SERIE DE EJERCICIOS »
A – Enumera los apellidos de los escritores que el texto sobre la literatura fantástica en el Perú menciona por su nombre.
B – Responde con base en el texto sobre la literatura fantástica en el Perú:
(i) ¿Cuántos de los escritores de la nómina, por lo menos, no son limeños?
(ii) ¿Qué concepto erróneo promueven muchos de ellos en declaraciones difundidas por los foros?
(iii) ¿Qué se dice de la mayoría de los cultores de las orientaciones que se dejaron a un lado?
C – En el texto sobre la literatura fantástica en el Perú, sustituye "literatura" por "narrativa" en el fragmento que comienza en "La nómina es" y termina en "técnico y conocimientos.", y escríbelo de nuevo.
--- BLOQUE DE TEXTO ---
La nómina es solo una tentativa y no pretende agotar el ejercicio de comprender a cabalidad hacia dónde se dirige la literatura fantástica en el Perú. Por lo menos tres de estos escritores (Salvo, Bossio y Málaga) no son limeños, lo que demuestra con nitidez que el género no es privativo de escritores capitalinos. Lo que cada tendencia signifique será materia de futuras reelaboraciones. También es posible que esta taxonomía sea refutada por otras. Se han dejado a un lado orientaciones que aún no se asientan, puesto que la mayoría de sus cultores o son muy jóvenes o han asumido el ejercicio de la literatura como una actividad que, para ellos, no parece ser absorbente o seria (o es más una cuestión de frivolidad). En muchos casos, y en declaraciones difundidas por los foros, promueven el concepto erróneo de que para escribir no se necesita rigor técnico y conocimientos.
--- DATOS PROPORCIONADOS ---
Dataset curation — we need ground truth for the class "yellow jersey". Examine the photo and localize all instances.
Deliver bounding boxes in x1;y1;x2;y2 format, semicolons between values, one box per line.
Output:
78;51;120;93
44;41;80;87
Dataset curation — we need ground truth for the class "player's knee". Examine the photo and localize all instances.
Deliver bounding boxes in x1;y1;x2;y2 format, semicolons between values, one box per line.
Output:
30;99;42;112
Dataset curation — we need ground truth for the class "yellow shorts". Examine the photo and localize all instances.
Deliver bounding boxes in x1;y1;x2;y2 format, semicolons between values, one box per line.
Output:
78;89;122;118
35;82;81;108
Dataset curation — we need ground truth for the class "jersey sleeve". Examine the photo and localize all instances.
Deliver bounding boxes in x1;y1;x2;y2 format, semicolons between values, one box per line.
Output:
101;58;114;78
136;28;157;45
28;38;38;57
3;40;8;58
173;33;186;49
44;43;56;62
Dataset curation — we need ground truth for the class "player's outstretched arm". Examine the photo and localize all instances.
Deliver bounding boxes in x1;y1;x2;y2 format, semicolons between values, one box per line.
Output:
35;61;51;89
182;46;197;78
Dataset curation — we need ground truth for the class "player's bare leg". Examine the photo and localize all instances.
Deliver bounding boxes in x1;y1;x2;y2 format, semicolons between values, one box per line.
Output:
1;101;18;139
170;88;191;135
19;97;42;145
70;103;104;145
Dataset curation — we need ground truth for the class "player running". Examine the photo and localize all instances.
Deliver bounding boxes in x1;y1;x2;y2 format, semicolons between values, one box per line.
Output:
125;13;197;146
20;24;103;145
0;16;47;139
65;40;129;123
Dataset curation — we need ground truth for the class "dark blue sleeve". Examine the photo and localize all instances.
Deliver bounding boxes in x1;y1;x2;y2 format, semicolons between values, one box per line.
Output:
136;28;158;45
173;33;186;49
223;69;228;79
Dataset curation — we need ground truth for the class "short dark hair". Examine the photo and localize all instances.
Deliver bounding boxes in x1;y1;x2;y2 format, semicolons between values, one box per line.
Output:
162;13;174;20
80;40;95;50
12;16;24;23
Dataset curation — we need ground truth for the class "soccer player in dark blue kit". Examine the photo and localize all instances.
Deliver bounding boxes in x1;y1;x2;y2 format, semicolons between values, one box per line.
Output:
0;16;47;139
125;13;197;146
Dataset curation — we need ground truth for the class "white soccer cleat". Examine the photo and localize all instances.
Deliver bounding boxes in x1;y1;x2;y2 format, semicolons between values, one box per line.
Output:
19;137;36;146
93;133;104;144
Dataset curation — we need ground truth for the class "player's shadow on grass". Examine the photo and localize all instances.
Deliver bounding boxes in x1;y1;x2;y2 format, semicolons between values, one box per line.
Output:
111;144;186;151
---
--- DATOS PROPORCIONADOS ---
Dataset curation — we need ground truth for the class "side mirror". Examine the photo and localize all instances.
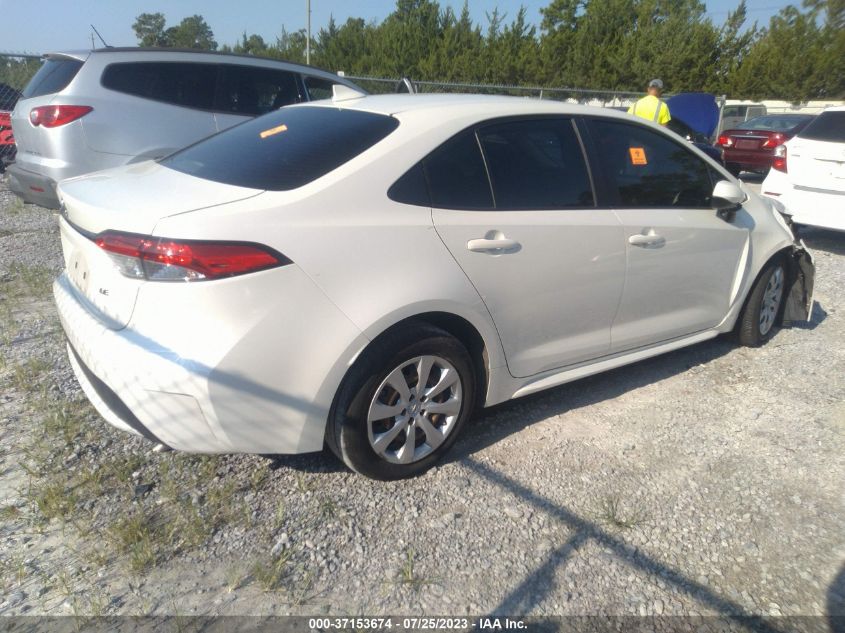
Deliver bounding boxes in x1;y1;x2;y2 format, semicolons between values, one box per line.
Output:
---
--- DATOS PROPORCIONADOS ---
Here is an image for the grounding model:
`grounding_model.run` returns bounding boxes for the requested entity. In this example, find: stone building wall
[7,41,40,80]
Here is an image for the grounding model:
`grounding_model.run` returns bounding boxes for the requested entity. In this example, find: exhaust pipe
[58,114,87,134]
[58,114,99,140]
---
RESULTADOS POR TAREA »
A – Salvo, Bossio y Málaga.

B –
(i) Por lo menos tres.
(ii) Promueven la idea de que para escribir no se necesitan rigor técnico ni conocimientos.
(iii) Son muy jóvenes o han asumido el ejercicio de la literatura como una actividad que, para ellos, no parece ser absorbente o seria.

C –
La nómina es solo una tentativa y no pretende agotar el ejercicio de comprender a cabalidad hacia dónde se dirige la narrativa fantástica en el Perú. Por lo menos tres de estos escritores (Salvo, Bossio y Málaga) no son limeños, lo que demuestra con nitidez que el género no es privativo de escritores capitalinos. Lo que cada tendencia signifique será materia de futuras reelaboraciones. También es posible que esta taxonomía sea refutada por otras. Se han dejado a un lado orientaciones que aún no se asientan, puesto que la mayoría de sus cultores o son muy jóvenes o han asumido el ejercicio de la narrativa como una actividad que, para ellos, no parece ser absorbente o seria (o es más una cuestión de frivolidad). En muchos casos, y en declaraciones difundidas por los foros, promueven el concepto erróneo de que para escribir no se necesita rigor técnico y conocimientos.